What you should do:
Only the number is wanted: count the lines in the data with "road" in them.

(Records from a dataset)

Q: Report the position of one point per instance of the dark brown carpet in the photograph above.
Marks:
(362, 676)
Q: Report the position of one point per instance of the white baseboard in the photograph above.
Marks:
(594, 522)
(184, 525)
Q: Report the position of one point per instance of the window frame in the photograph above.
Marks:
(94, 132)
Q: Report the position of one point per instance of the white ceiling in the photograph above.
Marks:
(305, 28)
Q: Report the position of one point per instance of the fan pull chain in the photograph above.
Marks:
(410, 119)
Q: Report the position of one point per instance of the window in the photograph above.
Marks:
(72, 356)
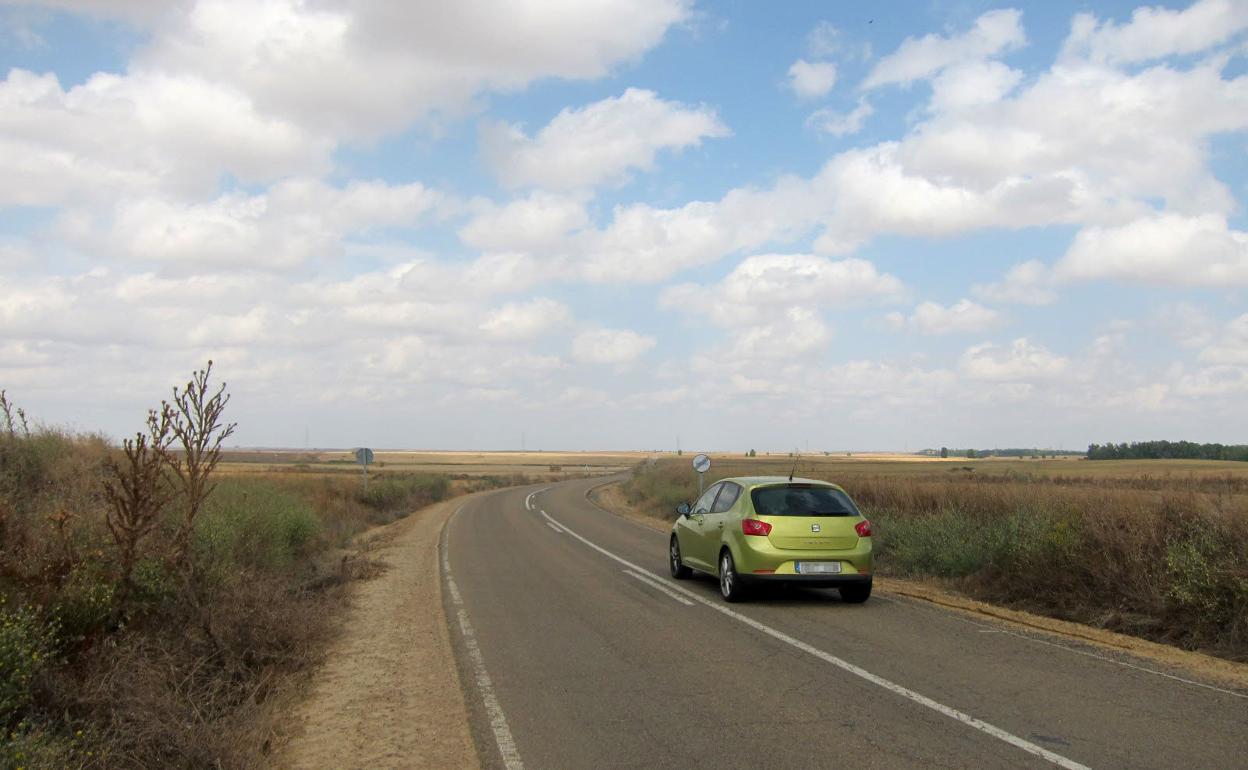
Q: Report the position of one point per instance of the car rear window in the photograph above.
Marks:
(801, 499)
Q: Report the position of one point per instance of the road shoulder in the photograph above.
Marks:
(388, 694)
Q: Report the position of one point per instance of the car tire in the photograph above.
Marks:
(730, 585)
(678, 567)
(856, 593)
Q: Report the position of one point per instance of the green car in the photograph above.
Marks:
(774, 528)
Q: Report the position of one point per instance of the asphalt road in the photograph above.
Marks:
(577, 650)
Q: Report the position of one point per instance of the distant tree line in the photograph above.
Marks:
(1168, 449)
(1007, 452)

Answer box:
2